_Aim of the exercise_:
Reproduce the items below word for word, from their first line through the line containing "pixel 281 230", with both end lines included.

▬▬▬▬▬▬

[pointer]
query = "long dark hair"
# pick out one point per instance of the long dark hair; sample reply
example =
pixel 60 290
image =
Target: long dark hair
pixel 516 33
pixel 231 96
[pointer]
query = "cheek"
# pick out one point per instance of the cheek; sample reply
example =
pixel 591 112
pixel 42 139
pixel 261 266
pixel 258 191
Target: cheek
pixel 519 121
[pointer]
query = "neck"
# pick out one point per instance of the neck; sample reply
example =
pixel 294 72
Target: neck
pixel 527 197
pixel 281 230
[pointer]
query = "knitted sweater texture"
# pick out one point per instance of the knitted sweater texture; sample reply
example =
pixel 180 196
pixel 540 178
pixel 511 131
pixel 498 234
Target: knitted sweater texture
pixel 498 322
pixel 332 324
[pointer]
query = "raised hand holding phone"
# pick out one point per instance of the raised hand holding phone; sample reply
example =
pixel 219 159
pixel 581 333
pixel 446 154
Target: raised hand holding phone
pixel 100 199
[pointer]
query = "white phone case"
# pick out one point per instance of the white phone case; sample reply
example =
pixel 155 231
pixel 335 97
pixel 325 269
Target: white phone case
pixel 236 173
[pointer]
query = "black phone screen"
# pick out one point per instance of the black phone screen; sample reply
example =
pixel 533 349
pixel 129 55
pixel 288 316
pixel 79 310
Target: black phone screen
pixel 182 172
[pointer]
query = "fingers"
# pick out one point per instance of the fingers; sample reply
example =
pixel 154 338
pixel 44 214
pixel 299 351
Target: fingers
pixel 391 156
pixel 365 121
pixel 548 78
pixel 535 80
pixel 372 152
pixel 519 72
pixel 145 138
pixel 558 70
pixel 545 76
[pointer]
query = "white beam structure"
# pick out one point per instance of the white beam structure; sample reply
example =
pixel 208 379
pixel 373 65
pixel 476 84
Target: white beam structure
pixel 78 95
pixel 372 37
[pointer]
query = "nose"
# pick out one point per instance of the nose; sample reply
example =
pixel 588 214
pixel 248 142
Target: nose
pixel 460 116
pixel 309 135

▬▬▬▬▬▬

_Solution to the problem_:
[pointer]
query = "long dark hair"
# pick out one point per instance of the long dark hair; sample reply
example =
pixel 60 290
image =
Target: long dark hair
pixel 516 33
pixel 231 96
[pointer]
query = "cheek"
# pick out one point per instance of the cheek; sample reply
example =
pixel 591 112
pixel 42 139
pixel 261 266
pixel 258 191
Target: cheek
pixel 519 121
[pointer]
query = "neck"
# pick out one point per instance of the neck; sample reply
example =
pixel 294 72
Target: neck
pixel 527 197
pixel 281 230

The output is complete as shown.